Show every line of the material below that contains the string "truck", treating uppercase and lowercase as different.

- [RECORDS FOR THE TASK]

(begin)

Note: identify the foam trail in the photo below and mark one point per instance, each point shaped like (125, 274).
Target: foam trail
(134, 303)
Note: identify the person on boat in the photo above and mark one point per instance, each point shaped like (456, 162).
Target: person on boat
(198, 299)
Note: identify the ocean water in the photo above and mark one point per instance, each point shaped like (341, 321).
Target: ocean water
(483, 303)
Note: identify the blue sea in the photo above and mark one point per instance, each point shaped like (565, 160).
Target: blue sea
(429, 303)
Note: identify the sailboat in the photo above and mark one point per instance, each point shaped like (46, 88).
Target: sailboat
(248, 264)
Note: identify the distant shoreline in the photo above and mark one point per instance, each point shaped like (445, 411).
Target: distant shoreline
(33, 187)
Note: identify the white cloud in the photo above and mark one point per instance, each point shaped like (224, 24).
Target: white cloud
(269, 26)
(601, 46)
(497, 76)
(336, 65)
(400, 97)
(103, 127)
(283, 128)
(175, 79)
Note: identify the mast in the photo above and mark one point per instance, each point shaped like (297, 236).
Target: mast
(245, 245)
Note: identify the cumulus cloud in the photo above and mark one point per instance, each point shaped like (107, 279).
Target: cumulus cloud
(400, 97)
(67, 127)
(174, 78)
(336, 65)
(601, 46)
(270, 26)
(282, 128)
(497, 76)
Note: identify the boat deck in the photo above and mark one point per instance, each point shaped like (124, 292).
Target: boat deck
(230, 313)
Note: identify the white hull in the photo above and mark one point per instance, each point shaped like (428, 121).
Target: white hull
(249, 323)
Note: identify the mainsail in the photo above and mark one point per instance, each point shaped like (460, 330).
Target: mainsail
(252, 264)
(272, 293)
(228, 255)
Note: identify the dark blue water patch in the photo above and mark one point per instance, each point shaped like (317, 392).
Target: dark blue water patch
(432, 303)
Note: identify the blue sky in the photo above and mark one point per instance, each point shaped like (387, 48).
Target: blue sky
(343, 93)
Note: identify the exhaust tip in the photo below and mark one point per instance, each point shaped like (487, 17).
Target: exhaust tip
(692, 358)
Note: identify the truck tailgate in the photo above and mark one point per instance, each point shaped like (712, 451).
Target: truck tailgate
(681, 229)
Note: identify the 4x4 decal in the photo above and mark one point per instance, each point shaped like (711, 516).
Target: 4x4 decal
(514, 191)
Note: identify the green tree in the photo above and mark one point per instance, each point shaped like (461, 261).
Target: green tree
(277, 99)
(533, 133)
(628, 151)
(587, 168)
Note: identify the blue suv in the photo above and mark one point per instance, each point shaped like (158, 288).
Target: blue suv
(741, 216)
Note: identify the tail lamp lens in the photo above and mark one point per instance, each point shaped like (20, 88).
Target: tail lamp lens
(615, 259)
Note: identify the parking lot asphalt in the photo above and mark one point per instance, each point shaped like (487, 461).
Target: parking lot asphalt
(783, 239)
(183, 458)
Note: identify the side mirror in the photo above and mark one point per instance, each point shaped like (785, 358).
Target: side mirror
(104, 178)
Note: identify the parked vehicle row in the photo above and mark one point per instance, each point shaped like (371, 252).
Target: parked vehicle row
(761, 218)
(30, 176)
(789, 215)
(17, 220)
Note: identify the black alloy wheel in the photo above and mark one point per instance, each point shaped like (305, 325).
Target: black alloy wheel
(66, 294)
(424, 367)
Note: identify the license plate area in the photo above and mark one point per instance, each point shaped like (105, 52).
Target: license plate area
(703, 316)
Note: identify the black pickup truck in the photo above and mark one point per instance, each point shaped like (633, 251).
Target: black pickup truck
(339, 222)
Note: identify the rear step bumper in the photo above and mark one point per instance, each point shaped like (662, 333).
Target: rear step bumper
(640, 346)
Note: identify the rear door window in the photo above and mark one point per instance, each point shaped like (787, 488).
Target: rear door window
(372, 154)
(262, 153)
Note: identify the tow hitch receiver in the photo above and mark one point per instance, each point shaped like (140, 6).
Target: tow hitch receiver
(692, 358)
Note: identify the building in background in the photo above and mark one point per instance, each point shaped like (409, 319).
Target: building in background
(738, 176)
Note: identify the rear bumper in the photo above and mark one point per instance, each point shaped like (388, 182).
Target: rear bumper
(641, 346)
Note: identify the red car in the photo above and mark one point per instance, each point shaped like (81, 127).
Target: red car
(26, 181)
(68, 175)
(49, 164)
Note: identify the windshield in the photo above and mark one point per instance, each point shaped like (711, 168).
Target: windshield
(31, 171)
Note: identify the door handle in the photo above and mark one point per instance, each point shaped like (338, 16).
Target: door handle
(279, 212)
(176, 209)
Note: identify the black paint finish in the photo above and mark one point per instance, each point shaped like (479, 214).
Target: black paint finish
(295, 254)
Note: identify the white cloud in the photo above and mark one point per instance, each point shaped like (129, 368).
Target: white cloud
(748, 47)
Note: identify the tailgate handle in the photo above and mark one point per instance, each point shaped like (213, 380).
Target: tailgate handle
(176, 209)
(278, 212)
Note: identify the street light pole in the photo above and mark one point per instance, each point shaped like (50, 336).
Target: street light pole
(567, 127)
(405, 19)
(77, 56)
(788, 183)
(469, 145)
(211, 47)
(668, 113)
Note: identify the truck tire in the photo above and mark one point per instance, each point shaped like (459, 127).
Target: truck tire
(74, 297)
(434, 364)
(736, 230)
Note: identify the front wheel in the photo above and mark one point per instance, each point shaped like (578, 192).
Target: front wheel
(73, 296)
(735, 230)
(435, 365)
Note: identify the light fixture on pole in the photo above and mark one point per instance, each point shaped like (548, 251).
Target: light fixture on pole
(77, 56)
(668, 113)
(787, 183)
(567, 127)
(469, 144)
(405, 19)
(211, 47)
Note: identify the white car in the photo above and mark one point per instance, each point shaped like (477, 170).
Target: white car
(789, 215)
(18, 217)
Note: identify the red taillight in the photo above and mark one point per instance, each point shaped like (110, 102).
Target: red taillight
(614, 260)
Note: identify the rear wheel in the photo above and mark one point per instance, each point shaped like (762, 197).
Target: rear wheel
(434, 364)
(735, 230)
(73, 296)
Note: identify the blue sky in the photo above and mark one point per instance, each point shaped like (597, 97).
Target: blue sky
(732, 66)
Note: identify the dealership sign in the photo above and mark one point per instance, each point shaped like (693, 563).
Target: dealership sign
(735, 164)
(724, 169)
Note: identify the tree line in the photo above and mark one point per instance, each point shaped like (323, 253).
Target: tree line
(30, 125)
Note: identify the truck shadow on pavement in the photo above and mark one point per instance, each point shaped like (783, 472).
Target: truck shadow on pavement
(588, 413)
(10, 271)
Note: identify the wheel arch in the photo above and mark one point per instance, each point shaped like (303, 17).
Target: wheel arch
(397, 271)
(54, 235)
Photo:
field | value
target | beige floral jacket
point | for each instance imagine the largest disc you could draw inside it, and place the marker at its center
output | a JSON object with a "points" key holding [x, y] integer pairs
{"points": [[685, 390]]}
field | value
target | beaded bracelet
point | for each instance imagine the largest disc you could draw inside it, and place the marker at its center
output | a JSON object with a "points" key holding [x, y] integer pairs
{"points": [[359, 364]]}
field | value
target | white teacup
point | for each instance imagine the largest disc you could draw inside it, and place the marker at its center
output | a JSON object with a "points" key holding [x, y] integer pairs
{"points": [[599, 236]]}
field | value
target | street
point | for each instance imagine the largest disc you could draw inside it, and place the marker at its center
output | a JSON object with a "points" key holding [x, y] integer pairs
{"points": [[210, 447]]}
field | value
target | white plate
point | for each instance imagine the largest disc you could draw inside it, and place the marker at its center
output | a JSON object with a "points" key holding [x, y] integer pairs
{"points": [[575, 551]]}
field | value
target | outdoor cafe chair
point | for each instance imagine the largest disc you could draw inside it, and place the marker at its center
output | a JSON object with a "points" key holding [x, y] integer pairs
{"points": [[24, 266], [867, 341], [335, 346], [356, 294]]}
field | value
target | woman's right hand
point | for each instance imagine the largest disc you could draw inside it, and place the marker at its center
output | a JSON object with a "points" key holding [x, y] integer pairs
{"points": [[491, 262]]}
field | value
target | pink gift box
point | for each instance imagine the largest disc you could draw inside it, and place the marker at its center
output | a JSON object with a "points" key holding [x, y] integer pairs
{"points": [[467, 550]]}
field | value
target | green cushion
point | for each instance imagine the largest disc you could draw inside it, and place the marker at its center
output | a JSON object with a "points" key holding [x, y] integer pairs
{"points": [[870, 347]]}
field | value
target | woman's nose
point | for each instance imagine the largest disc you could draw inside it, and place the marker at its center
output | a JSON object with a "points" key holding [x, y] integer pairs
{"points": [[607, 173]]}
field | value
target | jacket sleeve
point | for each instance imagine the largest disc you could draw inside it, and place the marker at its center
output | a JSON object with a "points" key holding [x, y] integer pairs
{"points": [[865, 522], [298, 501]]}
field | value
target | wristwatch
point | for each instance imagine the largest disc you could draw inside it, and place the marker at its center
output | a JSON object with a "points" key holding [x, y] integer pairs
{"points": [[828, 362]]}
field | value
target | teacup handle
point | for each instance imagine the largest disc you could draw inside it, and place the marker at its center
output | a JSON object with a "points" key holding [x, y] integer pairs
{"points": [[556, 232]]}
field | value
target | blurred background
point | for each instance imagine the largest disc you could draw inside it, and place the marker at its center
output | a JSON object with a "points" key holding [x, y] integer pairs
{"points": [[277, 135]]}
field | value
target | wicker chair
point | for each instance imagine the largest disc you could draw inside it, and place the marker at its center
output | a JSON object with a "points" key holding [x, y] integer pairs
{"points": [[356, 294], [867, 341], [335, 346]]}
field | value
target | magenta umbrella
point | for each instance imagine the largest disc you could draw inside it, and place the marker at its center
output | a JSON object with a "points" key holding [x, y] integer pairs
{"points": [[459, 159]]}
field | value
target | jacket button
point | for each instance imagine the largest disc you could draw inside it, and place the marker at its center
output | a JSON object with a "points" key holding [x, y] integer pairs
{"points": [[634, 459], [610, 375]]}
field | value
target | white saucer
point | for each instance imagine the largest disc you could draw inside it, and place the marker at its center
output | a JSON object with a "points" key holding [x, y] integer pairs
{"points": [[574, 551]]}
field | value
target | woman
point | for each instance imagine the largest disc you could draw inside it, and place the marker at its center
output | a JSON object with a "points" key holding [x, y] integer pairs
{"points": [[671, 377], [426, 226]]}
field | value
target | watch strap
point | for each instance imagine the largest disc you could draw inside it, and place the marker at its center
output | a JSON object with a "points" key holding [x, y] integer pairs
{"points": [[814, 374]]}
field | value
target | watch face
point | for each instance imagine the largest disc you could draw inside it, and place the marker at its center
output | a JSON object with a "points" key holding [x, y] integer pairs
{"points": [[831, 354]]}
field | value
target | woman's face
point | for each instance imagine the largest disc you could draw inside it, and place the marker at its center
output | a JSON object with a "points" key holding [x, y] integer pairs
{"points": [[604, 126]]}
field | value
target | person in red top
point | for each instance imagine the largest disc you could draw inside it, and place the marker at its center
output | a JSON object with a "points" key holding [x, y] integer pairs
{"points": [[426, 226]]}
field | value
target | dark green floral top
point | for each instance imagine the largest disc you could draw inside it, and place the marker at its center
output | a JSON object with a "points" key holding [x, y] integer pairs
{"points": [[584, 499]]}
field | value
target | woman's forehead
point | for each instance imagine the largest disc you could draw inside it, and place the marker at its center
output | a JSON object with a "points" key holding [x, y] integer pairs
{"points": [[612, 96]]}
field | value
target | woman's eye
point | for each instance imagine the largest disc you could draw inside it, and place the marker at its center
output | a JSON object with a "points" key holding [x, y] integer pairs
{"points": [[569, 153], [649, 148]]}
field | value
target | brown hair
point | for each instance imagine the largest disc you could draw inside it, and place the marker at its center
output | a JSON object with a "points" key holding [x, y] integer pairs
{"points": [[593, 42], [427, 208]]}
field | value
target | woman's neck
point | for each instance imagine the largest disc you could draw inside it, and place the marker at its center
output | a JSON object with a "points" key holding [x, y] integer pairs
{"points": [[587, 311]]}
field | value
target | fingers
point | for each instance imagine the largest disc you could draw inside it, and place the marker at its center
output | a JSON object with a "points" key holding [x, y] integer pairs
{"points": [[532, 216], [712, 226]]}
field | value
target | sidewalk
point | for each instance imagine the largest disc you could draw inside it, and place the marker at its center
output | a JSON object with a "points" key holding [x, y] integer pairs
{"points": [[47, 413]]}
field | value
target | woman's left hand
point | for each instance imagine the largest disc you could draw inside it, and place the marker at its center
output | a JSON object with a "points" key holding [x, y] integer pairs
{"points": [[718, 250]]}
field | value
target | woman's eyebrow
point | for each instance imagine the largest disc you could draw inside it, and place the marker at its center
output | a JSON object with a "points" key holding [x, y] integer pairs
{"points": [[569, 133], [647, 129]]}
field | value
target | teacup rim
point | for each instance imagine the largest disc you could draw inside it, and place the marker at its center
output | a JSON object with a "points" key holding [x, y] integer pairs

(end)

- [RESPONSE FOR THIS EXERCISE]
Note: identify the truck tailgate in the photo above and mark one point per instance, each point shaped like (712, 451).
Target: truck tailgate
Note: identify the black pickup truck in the photo above and mark one point per instance, each point shaped like (633, 251).
Target: black pickup truck
Note: identify the truck tire in the photo above and mark one point per instance, each point shaped like (459, 127).
Target: truck tire
Note: identify the truck shadow on pavement in the photo above and mark one point per instance, each point shaped like (783, 472).
Target: truck shadow on pavement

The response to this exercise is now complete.